-- begin --

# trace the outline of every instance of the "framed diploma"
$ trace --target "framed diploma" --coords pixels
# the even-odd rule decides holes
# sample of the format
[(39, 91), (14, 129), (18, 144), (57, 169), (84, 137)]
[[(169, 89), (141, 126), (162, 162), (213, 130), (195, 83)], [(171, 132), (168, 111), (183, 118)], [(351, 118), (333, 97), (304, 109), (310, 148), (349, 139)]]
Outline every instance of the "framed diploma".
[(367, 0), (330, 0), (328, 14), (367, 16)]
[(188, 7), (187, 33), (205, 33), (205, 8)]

-- end --

▸ Exercise: Return every line of the listing exactly as it appears.

▸ Result:
# trace the outline of every instance of the "framed diploma"
$ trace --target "framed diploma" --coords pixels
# the even-odd rule decides holes
# sample of the format
[(39, 91), (14, 129), (18, 144), (57, 169), (84, 137)]
[[(169, 89), (141, 126), (162, 162), (213, 130), (195, 83)], [(171, 132), (168, 111), (183, 118)], [(351, 118), (333, 97), (304, 109), (310, 148), (349, 139)]]
Outline every instance of the "framed diploma".
[(367, 0), (330, 0), (328, 14), (367, 16)]
[(188, 7), (187, 33), (205, 33), (205, 8)]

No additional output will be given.